The request: Pull out every line in the items below that contains the word "largest". Case matters.

>> start Supplied data

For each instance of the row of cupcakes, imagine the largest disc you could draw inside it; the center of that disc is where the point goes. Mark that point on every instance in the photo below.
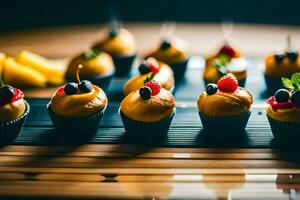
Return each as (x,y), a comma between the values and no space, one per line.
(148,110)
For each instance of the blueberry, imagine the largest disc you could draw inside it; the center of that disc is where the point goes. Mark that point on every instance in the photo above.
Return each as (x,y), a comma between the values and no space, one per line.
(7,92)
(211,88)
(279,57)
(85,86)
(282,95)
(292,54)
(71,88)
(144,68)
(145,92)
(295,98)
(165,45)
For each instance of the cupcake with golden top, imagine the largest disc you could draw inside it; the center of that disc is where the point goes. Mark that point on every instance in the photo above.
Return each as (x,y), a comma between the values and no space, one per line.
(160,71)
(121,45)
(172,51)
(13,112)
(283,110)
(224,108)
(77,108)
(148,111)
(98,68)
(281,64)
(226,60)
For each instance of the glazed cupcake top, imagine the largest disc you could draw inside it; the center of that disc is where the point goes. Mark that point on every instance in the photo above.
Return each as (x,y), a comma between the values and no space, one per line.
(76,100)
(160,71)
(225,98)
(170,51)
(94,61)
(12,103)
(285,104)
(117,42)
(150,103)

>> end Supplied data
>> start Supplied data

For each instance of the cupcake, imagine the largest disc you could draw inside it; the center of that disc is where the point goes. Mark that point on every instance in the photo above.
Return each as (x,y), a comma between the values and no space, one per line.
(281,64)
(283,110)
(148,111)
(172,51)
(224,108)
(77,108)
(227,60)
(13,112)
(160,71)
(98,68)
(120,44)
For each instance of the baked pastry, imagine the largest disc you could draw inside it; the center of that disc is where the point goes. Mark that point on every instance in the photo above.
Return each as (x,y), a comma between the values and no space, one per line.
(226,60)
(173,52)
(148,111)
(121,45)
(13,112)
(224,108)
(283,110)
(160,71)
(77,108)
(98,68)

>> end Supplied data

Answer in full:
For each instance of the row of cupcakes, imagine the largest disc you could draw inside it; the center of that disc is where the point goes. Mark that point on every instance in the photo below.
For each instance of the blueberry, imagine the largest disc you could draw inside it; the center of that disc is where the point goes. Mark that point on every instance in the photo above.
For each instance of the cupcake with golden top, imagine the largest disc you could draw inside it; the center of that disc is where the point goes. Mark that point on every instance in the photo above.
For each instance of the glazed cupcake top, imagine the largest disc you could draw inside it; the center of that disc is where the point goes. Mark that point on every instance in the photo above.
For each instance of the cupcake, imagine the largest disc you could draw inside it; the center of that disc is where the point goes. Mark that point on every instance in the photo above.
For each instance of the baked pastry, imagine the largest disc you could draw inside it; the center of that disc is where the point goes. Mark that point on every instance in the photo above.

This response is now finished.